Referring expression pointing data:
──────────

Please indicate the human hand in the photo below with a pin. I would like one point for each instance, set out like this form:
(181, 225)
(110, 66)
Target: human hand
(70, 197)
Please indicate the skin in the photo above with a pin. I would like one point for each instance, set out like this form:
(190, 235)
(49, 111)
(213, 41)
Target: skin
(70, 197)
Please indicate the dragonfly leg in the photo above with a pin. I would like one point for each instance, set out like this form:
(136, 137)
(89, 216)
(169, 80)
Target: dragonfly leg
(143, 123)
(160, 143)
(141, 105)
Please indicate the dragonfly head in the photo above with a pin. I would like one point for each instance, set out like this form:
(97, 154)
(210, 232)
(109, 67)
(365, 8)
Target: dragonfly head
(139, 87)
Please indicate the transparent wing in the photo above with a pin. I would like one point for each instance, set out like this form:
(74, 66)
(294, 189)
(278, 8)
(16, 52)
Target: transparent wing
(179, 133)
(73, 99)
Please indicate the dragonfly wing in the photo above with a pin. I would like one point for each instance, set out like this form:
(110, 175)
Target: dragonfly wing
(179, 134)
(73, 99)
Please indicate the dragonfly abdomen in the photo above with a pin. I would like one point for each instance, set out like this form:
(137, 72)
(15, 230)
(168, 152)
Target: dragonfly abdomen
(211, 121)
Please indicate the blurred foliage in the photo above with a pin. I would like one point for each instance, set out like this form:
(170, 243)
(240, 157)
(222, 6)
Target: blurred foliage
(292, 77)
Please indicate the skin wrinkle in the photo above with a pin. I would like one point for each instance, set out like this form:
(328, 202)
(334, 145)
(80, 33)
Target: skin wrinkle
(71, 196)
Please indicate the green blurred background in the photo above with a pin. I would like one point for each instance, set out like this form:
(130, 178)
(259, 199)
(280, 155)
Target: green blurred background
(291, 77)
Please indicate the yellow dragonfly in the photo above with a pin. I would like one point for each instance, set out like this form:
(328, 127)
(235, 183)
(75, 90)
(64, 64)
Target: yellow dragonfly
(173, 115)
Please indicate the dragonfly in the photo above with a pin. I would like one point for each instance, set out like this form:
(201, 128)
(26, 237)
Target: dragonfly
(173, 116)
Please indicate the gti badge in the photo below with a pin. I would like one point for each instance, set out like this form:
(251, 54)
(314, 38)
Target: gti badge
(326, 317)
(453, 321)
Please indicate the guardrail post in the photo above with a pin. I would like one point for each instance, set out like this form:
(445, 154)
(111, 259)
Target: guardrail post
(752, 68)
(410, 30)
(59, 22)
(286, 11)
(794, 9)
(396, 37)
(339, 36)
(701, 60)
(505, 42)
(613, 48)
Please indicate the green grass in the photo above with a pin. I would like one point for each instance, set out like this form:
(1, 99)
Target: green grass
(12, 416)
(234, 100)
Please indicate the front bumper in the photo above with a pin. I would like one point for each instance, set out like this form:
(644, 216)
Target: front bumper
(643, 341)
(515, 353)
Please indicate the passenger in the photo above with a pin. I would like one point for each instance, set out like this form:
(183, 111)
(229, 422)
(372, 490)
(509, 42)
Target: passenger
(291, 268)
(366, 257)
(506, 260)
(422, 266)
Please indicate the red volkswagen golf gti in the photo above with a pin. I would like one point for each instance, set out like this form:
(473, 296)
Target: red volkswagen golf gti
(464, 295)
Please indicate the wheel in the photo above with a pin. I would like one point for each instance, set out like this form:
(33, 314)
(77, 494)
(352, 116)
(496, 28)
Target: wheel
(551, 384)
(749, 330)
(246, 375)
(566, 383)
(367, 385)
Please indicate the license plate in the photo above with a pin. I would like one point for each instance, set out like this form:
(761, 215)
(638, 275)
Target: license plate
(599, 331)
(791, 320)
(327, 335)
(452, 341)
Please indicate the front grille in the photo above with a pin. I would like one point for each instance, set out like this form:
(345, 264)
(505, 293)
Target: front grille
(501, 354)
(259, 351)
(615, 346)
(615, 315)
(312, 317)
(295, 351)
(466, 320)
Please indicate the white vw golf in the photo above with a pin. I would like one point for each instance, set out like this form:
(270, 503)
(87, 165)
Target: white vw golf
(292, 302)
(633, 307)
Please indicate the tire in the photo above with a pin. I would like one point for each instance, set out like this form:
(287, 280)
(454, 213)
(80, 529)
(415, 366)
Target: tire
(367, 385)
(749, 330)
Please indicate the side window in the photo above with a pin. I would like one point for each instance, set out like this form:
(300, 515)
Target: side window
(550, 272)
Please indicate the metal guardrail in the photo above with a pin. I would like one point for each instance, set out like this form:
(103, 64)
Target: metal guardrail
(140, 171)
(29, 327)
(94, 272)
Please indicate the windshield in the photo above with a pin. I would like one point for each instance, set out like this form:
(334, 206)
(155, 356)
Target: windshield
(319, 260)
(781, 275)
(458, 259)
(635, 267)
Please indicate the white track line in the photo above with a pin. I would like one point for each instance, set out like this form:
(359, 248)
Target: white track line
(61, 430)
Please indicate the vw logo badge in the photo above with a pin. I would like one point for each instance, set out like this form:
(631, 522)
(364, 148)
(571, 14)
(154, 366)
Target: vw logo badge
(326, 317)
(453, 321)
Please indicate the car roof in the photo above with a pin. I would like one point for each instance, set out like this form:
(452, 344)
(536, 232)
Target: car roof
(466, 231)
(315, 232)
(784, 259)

──────────

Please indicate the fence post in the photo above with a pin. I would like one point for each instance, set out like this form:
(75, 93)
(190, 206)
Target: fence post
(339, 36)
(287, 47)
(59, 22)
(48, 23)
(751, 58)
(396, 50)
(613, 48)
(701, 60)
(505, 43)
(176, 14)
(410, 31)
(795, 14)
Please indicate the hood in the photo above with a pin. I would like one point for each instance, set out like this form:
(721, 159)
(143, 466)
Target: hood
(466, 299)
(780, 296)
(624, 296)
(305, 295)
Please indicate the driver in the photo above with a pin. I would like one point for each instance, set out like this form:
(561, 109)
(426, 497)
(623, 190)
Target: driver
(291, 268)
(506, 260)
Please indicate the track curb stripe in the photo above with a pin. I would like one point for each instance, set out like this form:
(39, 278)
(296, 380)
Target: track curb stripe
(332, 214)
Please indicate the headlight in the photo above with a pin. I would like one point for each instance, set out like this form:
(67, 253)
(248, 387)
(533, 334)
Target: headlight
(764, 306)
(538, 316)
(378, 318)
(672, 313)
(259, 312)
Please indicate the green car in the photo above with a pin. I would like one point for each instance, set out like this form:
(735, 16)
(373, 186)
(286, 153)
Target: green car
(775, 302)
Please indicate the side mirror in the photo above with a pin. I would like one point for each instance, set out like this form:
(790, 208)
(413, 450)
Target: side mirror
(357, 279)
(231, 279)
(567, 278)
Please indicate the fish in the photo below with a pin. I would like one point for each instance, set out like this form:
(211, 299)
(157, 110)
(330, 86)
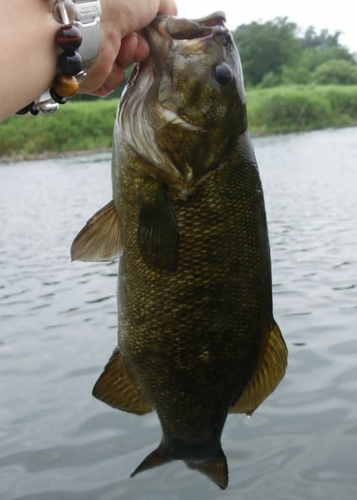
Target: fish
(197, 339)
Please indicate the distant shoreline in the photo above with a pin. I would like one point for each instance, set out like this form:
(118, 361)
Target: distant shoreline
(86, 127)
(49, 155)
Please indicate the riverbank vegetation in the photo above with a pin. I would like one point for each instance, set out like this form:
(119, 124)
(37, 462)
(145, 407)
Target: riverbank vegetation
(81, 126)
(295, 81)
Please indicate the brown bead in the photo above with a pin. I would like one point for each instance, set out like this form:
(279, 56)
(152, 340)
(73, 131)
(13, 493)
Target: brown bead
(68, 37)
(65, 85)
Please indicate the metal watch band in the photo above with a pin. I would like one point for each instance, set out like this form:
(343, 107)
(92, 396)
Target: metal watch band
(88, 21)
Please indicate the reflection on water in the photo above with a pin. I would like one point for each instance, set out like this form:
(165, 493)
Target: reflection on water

──────────

* WHAT YOU HAVE TO DO
Of the entries above, repeat exactly the lines between the line with "Target: metal watch band" and the line with "Target: reflection on water", inclusive, and no others.

* RESPONSE BELOW
Target: metal watch band
(88, 21)
Please indicate the reflection on water in the photo above with a pin. I would like one point for each instance, set out like this form:
(165, 493)
Target: reflection on water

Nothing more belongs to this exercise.